Data shown:
--------
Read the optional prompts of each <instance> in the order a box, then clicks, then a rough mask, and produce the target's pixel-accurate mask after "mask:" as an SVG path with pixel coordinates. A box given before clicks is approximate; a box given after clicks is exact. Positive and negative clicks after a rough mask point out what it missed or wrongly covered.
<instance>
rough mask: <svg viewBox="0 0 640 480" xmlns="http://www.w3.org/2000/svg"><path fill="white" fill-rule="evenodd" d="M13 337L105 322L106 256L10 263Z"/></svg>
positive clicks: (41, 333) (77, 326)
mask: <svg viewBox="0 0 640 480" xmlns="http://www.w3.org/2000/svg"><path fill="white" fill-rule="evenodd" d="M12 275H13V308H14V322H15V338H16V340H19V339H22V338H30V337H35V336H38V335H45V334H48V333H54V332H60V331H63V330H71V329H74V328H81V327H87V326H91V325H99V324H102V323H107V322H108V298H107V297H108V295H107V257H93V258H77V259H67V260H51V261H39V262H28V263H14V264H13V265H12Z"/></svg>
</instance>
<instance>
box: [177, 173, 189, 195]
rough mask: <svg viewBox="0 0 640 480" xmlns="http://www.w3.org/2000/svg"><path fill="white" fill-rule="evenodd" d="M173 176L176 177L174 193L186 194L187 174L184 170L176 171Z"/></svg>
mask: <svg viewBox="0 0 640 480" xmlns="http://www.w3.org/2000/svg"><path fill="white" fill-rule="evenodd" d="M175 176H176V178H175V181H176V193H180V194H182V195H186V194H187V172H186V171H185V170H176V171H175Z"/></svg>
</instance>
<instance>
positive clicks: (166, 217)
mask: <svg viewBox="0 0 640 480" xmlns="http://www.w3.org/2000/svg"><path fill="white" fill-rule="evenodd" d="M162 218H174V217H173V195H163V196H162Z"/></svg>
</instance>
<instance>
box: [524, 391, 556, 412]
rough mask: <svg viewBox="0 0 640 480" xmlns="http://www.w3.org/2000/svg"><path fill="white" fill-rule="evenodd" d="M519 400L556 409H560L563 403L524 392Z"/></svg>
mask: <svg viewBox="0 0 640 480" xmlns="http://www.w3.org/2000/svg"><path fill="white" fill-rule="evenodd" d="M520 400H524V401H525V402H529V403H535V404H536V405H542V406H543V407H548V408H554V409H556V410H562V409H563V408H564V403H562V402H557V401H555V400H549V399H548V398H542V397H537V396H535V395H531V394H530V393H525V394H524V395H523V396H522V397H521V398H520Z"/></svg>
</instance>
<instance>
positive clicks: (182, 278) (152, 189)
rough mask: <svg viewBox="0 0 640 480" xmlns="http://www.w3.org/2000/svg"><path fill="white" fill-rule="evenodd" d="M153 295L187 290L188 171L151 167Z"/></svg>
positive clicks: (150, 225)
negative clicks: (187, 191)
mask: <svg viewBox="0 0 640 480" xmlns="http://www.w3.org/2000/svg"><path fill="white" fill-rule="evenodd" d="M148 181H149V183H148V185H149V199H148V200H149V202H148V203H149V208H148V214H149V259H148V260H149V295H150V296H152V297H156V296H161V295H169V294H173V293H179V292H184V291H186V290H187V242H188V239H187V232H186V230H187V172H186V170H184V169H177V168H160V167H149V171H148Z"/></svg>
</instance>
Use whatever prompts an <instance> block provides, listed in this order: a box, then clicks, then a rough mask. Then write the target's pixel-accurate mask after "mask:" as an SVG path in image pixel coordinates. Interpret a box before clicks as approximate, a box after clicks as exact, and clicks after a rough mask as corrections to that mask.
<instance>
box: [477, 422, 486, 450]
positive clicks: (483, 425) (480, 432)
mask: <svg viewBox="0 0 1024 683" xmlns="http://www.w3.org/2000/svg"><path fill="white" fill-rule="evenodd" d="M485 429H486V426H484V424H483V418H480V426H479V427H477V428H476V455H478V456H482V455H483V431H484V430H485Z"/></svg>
--------
Repeat each line above exactly as it stands.

Read the optional prompts of each <instance> in the order a box, then clicks, then a rough mask, and produce the target's pixel-accurate mask after "mask:" as an SVG path with pixel coordinates. A box given before clicks is approximate; a box given after clicks is exact. Positive and negative clicks after a rough mask point out what it missed or wrongly covered.
<instance>
rough mask: <svg viewBox="0 0 640 480" xmlns="http://www.w3.org/2000/svg"><path fill="white" fill-rule="evenodd" d="M13 337L105 322L106 256L10 263Z"/></svg>
positive clicks: (41, 333) (77, 326)
mask: <svg viewBox="0 0 640 480" xmlns="http://www.w3.org/2000/svg"><path fill="white" fill-rule="evenodd" d="M12 275H13V308H14V322H15V338H16V340H19V339H22V338H30V337H35V336H38V335H45V334H48V333H54V332H60V331H63V330H71V329H74V328H81V327H87V326H91V325H99V324H102V323H107V322H108V298H107V297H108V295H107V257H93V258H77V259H67V260H51V261H39V262H28V263H14V264H13V265H12Z"/></svg>
</instance>
<instance>
box: [177, 173, 189, 195]
rough mask: <svg viewBox="0 0 640 480" xmlns="http://www.w3.org/2000/svg"><path fill="white" fill-rule="evenodd" d="M173 176L176 177L174 193L186 194L187 174L184 170L176 171Z"/></svg>
mask: <svg viewBox="0 0 640 480" xmlns="http://www.w3.org/2000/svg"><path fill="white" fill-rule="evenodd" d="M175 176H176V178H175V181H176V193H180V194H182V195H186V194H187V172H186V171H185V170H176V171H175Z"/></svg>
</instance>
<instance>
positive clicks: (166, 217)
mask: <svg viewBox="0 0 640 480" xmlns="http://www.w3.org/2000/svg"><path fill="white" fill-rule="evenodd" d="M162 218H174V217H173V195H163V196H162Z"/></svg>
</instance>
<instance>
box: [524, 391, 556, 412]
rough mask: <svg viewBox="0 0 640 480" xmlns="http://www.w3.org/2000/svg"><path fill="white" fill-rule="evenodd" d="M519 400L556 409H560L563 403L524 392Z"/></svg>
mask: <svg viewBox="0 0 640 480" xmlns="http://www.w3.org/2000/svg"><path fill="white" fill-rule="evenodd" d="M520 400H524V401H525V402H529V403H535V404H536V405H542V406H543V407H548V408H554V409H556V410H562V409H563V408H564V403H562V402H557V401H555V400H549V399H548V398H542V397H537V396H535V395H531V394H530V393H525V394H524V395H523V396H522V397H521V398H520Z"/></svg>
</instance>
<instance>
positive clicks: (182, 278) (152, 189)
rough mask: <svg viewBox="0 0 640 480" xmlns="http://www.w3.org/2000/svg"><path fill="white" fill-rule="evenodd" d="M153 295L187 290L188 171L151 167Z"/></svg>
positive clicks: (150, 225)
negative clicks: (187, 191)
mask: <svg viewBox="0 0 640 480" xmlns="http://www.w3.org/2000/svg"><path fill="white" fill-rule="evenodd" d="M148 181H149V183H148V185H149V199H148V200H149V202H148V203H149V208H148V214H149V259H148V260H149V295H150V296H152V297H156V296H161V295H169V294H173V293H179V292H184V291H186V290H187V242H188V239H187V232H186V230H187V172H186V170H184V169H177V168H160V167H149V171H148Z"/></svg>
</instance>
Use whatever prompts an <instance> block provides, listed in this order: a box, then clicks, then a rough mask. Then write the target's pixel-accurate mask after "mask:" as an SVG path in image pixel coordinates. Interpret a box before clicks as approximate, a box after clicks as exact, and clicks after a rough mask as corrections to that mask.
<instance>
box: [477, 422, 486, 450]
positive clicks: (483, 425) (480, 432)
mask: <svg viewBox="0 0 1024 683" xmlns="http://www.w3.org/2000/svg"><path fill="white" fill-rule="evenodd" d="M485 429H486V426H484V424H483V418H480V426H479V427H477V428H476V455H478V456H482V455H483V431H484V430H485Z"/></svg>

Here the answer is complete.